These three keywords define the DCD frames that will be used for subsequent calculations. The default is to use all frames present in the DCD file, until the end-of-file is reached (the value for the number of coordinate sets which is given in the header of the DCD files is ignored).


carma completely ignores the information about timesteps (starting and interval) from the DCD header and uses the following reference scheme : the first frame contained in the DCD file is frame number 1, the second is number 2, and so on until the end of the DCD file. The convention for the -step keyword is : If step=1, then each and every frame will be used. If step=2 then the first frame will be used, the next skipped, the third used, etc.




-noCAs


This flag instructs the program to produce DCD files containing coordinates not only for the selected atoms, but for all atoms that were present in the input DCD file. Note well : all non-selected atoms will be copied on an 'as-is' basis to the output file. The implication is that any all-atom representation calculated on from the newly produced DCD file will be meaningless. The only use for this keyword (that I can envision) is saving you from producing a PSF file for the atoms you selected. In summary, this is a useless and possibly confusing keyword. Don't use it.





Removing rotations - translations





-fit


In this mode carma will produce two files. The first is a DCD file named carma.fitted.dcd which will contain a trajectory with the global rotations and translations removed. This is based on the application of Kabsch's algorithm to least-squares fit all frames onto the first frame (or, through the -ref keyword, a user-defined reference frame). Which atoms will be used for the fitting (and will, thus, be contained in the DCD) is determined by the -segid and -atomid flags. You can explicitly select a subset of those using the -index keyword. The second file (carma.fit-rms.dat) is an ASCII file containing (in its second column) the rms deviations of each structure versus the reference structure (plus a series of columns containing the rotation and translation matrices).

THE TASKS –
1. In the carma documentation, rewrite the passage starting with "These three keywords" and going on through "files is ignored).", replacing "end-of-file" with "last frame".
2. List every command-line keyword or flag (the terms beginning with a hyphen) that the carma documentation mentions.
3. Continue the carma documentation from the last sentence shown.

[Point placement lines]

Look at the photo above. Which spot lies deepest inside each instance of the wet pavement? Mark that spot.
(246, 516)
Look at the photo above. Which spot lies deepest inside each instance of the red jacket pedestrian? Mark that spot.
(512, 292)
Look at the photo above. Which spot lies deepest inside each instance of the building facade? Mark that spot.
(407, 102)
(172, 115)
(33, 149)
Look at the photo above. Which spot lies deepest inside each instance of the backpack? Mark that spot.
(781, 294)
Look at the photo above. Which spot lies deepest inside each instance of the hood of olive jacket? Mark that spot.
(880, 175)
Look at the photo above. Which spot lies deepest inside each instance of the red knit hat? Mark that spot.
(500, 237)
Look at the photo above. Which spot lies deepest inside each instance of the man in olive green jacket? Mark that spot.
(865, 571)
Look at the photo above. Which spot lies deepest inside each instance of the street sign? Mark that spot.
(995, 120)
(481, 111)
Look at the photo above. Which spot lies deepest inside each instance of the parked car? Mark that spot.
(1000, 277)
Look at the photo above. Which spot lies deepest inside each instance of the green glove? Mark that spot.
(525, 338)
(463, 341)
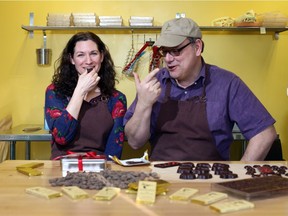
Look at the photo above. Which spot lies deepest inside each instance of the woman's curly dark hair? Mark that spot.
(65, 77)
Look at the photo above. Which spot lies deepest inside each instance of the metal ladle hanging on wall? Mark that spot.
(43, 54)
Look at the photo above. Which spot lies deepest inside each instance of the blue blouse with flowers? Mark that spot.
(63, 126)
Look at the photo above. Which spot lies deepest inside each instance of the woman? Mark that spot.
(83, 109)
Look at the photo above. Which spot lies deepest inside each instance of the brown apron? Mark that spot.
(182, 130)
(95, 124)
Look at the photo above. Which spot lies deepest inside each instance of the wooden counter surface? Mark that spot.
(14, 201)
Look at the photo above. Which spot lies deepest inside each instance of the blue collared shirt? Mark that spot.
(229, 101)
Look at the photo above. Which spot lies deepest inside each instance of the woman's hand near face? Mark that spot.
(87, 81)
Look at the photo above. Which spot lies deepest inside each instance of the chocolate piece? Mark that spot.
(187, 164)
(222, 172)
(202, 165)
(187, 176)
(256, 186)
(184, 170)
(229, 176)
(204, 176)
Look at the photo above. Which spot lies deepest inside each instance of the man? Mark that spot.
(187, 110)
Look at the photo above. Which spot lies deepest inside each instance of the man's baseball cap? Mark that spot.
(175, 31)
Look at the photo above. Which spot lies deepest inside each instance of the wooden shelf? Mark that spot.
(260, 30)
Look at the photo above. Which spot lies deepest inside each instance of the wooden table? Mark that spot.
(14, 201)
(26, 133)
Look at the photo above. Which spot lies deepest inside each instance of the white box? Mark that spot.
(89, 165)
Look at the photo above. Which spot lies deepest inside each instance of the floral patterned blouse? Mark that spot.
(63, 126)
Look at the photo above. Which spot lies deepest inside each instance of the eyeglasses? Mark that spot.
(173, 52)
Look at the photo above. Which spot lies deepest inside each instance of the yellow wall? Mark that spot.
(258, 59)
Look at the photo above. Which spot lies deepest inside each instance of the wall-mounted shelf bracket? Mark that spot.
(31, 23)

TASK RESPONSES –
1.
These three keywords define the DCD frames that will be used for subsequent calculations. The default is to use all frames present in the DCD file, until the last frame is reached (the value for the number of coordinate sets which is given in the header of the DCD files is ignored).

2. -step, -noCAs, -fit, -ref, -segid, -atomid, -index

3.
-ref <positive integer>


This keyword defines the trajectory frame that will be used as reference for removing global rotations and translations. It only makes sense in the presence of the -fit keyword.




-index


If the structure contains flexible parts, you may want to ignore them during the least-squares fitting procedure. When this keyword is present, carma will attempt to open (from the current directory) a formatted ASCII file (text file) with the name fit.index containing the one-based indeces of the atoms to be used for least-squares fitting (one index number per line). The selection applies after the -segid and -atomid selections have taken place. To make this clear: if your original DCD file contains coordinates for 40000 atoms, but you have selected (through the -segid and -atomid flags) 5000 atoms, then the fit.index file should contain index numbers ranging from 1 to 5000. The trajectory file created by the program will contain all selected atoms and not just those used for the fitting (referring to the previous example, the resulting DCD file will contain coordinates for 5000 atoms (and not just those whose indeces were present in the fit.index file)).




-nofit


This keyword allows you to calculate the rms deviation between the starting (or reference) structure and those that follow, but without least-squares superimposing them (before calculating the rmsd). We came across the need for such a calculation when studying a homodimer: we run carma once to align all frames using one of the monomers, and then used it again (with the -nofit keyword) to calculate rms for the other (and using the DCD file produced from the first run of carma).





RMSD matrices





-cross


This keyword allows you to calculate the rms deviation between all possible pairs of structures from your trajectory. The resulting two-dimensional matrix will be written in the file carma.RMSD.matrix in the current directory. You will need to define a value for the -step flag to keep the matrix size manageable. Atom and SEGID selections apply as usual. You can produce a colour-postscript representation of the resulting matrix again with carma (see the tutorial at the beginning of this document).





Fraction of native contacts





-Qfract <cutoff> <residue separation>


Recent versions of carma can calculate native contacts. The assumption is that the first frame of the trajectory is the 'native' structure (use, say, catdcd to do this), and all calculations are performed with respect to this (first) frame. The two numbers after the flag are (i) the distance cutoff (in Angstrom) for the contacts, and, (ii) the separation (in number of residues) required for a contact. If the second number is 3, then the difference in residue numbers must be greater (but not equal) to 3. Carma will create a file named carma.Qfraction.dat containing three similarity measures. These are Q, Qs and q (in this order) as defined in the supplementary information of the Cho, Levy and Wolynes (2005), PNAS, 103, 586-591 paper (http://www.pnas.org/content/103/3/586) with the difference that for the calculation of q the residue separation (given in the command line) is being applied.





Principal Component Analysis (essential dynamics)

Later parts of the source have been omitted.